# START OF Source

# cooking help



## limdull (May 6, 2007)

Well me and my cousin have been out trout fishing and seeing how you all seem to know many good preparations for foods im here to get your ideas on how to cook them:tu


----------



## wh0re (Apr 26, 2007)

Ya, I would help you but I'm not a very good cook.


----------



## piperman (Sep 8, 2005)

25+ years cooking what do you want to know?


Edit: I would use garlic lemon herbs wrap in foil and grill outside.


----------



## Kayak_Rat (Nov 28, 2005)

piperman said:


> 25+ years cooking what do you want to know?
> 
> Edit: I would use garlic lemon herbs wrap in foil and grill outside.


I second this, but maybe try some orange zest instead of lemons. Also whip up some cheddar-biscuits.


----------



## jdean33442 (May 8, 2007)

I usually cook my trout as such:

Foil pouch concontion.

Trout whole or filet. Up to you.

Fresh lemon squeezed on it.

Extra Virgin Olive Oil

Fresh Garlic, crushed over it.

A couple pinches of salt.

Sliced onions, halved lemons and garlic heads to garnish.

Seal up and cook. Grill or oven bake. You make the choice.


----------



## Commander Quan (May 6, 2003)

I saw that guy from "Man Verses Wild" grab their head by the gills and then bite through the spine. He said it kills them instantly, go figure.


----------



## jmcrawf1 (May 2, 2007)

go here http://www.wwltv.com/frankdavis/gsrecipes/archive.htm#S

scroll down to trout. there's a few recipes there.


----------



## jdean33442 (May 8, 2007)

Bear Grylls is a bad motherf

Watch your mouth!

What I was just talking about Bear.



Commander Quan said:


> I saw that guy from "Man Verses Wild" grab their head by the gills and then bite through the spine. He said it kills them instantly, go figure.


----------



## livwire68 (Oct 2, 2006)

Are they big enough to fillet? I almost always fillet my fish usually makes it easier to prepare and less worries about bones. I will crush up ritz crackers and add garlic powder and other spices I would like to use (preference) rinse the fillets and dip into an egg wash, then into a pan coated generously with olive oil (and maybe squeeze a bit a lemon or any other citrus over) and bake at about 350 deg. until the fish flakes easily. If you have a grill, fire it up and coat the fillets with olive oil and your choice of spices (this fillet should have skin on one side) throw in some wood chips of your choice (Wood chips for smoking food) and grill until it flakes and you are set to go. Also I will usually serve some sort of potato or corn fritter with my fish (if you happen to get a bone lodged, it is possible this could help clear it, and they can make a great side)


----------



## replicant_argent (May 13, 2006)

# END OF Source
# START OF Dataset section

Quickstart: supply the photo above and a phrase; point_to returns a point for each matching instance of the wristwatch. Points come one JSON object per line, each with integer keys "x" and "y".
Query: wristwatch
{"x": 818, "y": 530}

# END OF Dataset section

Exercise tasks:
a. Which garnishes does jdean33442 list for the foil-pouch trout in the cooking help thread? Name all of them.
b. Could you rewrite the cooking help thread from "Fresh Garlic, crushed" to "make the choice.", putting "shallots" in place of "onions"?

Answers to the problems:
a. Sliced onions, halved lemons, and garlic heads.

b.
Fresh Garlic, crushed over it.

A couple pinches of salt.

Sliced shallots, halved lemons and garlic heads to garnish.

Seal up and cook. Grill or oven bake. You make the choice.